Creating a sacred space within your home is important. Every person needs a special room, or even just a corner, which they can call their own. I have two places: a corner in the dining room where my rolltop desk sits, and upstairs in a rectangular room off the master bedroom.

I suppose at one time the rectangular room could have been used as a closet, but it's unheated, and there is really no place to hang clothes. It would make a huge closet, if there was any place to store clothes. I use it as a place to keep my books, and I have a personal altar set up in the room also. Basically, this room has become a catchall room: not only do I store books, I have all my unfinished and to-be-finished craft projects stored there. If the room were heated, I would spend more time in it. One side has a mirror covering half the wall, and the ceiling rises at a steep angle on both sides. I think the entire upstairs portion of the house was an afterthought! Someday soon, I will have DH put up some shelves in the room so I can get my books up off the floor.

My altar faces north, right behind a support beam that runs from the basement to the roof. I keep candles and other minutiae on the altar, representing the elements. It was a major step to take a small table and set up this personal place to honor my spirituality. Most of the items on the altar were repurposed from elsewhere in the house. For instance, the altar cloth is a scarf I used to wear with my coat during wintertime. In a jewelry box, I found several stones that I had kept for one reason or another, and I now have a reason to use them. Some of the candleholders were ones I wasn't using. In addition, a poster of the goddes Gaia (Mother Earth) I purchased long ago became the focal point when I hung it up behind the altar. A white-handled knife I got for a dollar as part of a refunded purchase at a local kitchen store became my bolline. It is strange how these things I bought for no reason, other than I felt it necessary to buy them, became useful items. Nearly everything was something I already had. I did have to buy some things, like incense and new candles. But by repurposing the old items, I am using items that are already infused with my energy.

To make your own personal altar, you can be of any faith or tradition. The altar is a place where you honor your Self as well as your god(s). Take a small corner knick-knack table and use that. Cover it with a scarf or table cloth with some personal meaning and then add your minutiae--objects of personal significance. You can decorate it according to the seasons or time of year if you wish. Note that you don't have to buy a bunch of stuff to make your altar complete. Then, each day, whether morning or evening, you can sit before it and contemplate Scripture or other type of daily meditation. Perhaps you will spend your time writing a journal entry. By having this personal space, you can actually stop and "smell the roses" that you would otherwise pass by. You can also hear that still, small voice within, if you stop to listen.

**DATA EXTRACT**

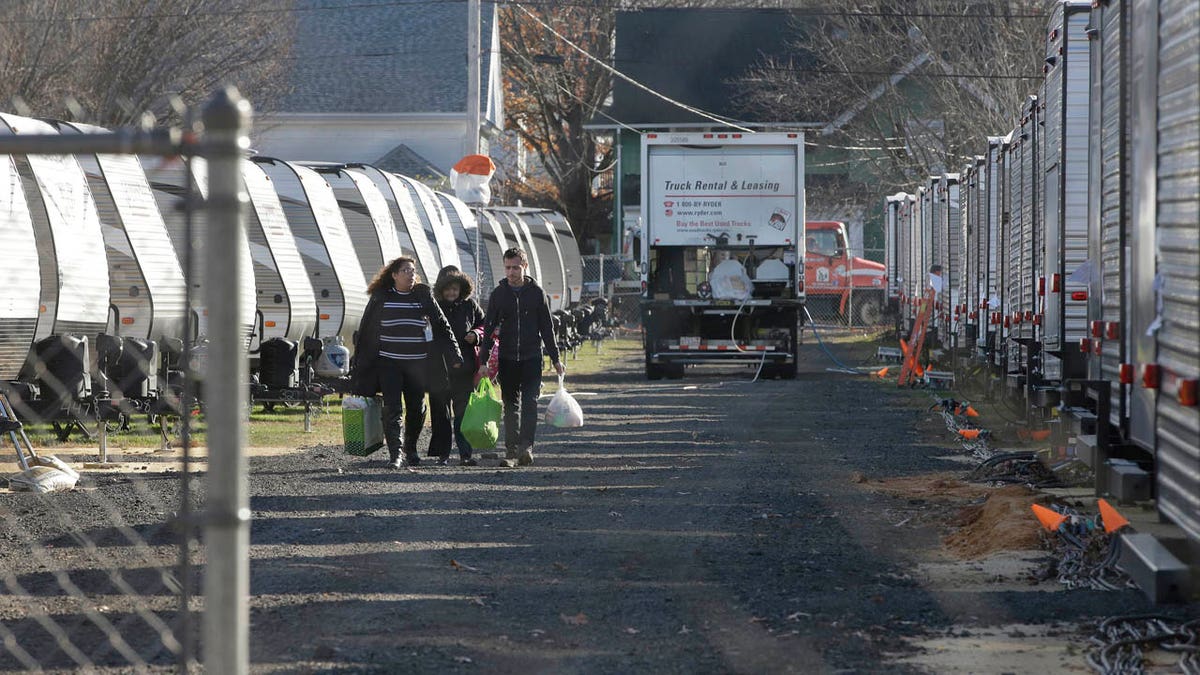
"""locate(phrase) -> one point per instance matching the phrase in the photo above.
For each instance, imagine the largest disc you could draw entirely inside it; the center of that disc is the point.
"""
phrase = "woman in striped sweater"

**TASKS**
1. Answer these questions using the essay about a personal altar, one answer per line:
(a) Which direction does the altar face?
(b) What was the altar cloth before it was used on the altar?
(c) Besides books, what is stored in the rectangular room?
2. Transcribe the essay about a personal altar word for word, from "I suppose at" down to "off the floor.".
3. In the essay about a personal altar, why does the writer value using repurposed items from around the house on the altar?

**ANSWERS**
1.
(a) North.
(b) A scarf worn with a coat during wintertime.
(c) Unfinished and to-be-finished craft projects.

2.
I suppose at one time the rectangular room could have been used as a closet, but it's unheated, and there is really no place to hang clothes. It would make a huge closet, if there was any place to store clothes. I use it as a place to keep my books, and I have a personal altar set up in the room also. Basically, this room has become a catchall room: not only do I store books, I have all my unfinished and to-be-finished craft projects stored there. If the room were heated, I would spend more time in it. One side has a mirror covering half the wall, and the ceiling rises at a steep angle on both sides. I think the entire upstairs portion of the house was an afterthought! Someday soon, I will have DH put up some shelves in the room so I can get my books up off the floor.

3. Repurposed items are already infused with the writer's energy. Nearly everything on the altar was something the writer already had, so only a few things, like incense and new candles, had to be bought.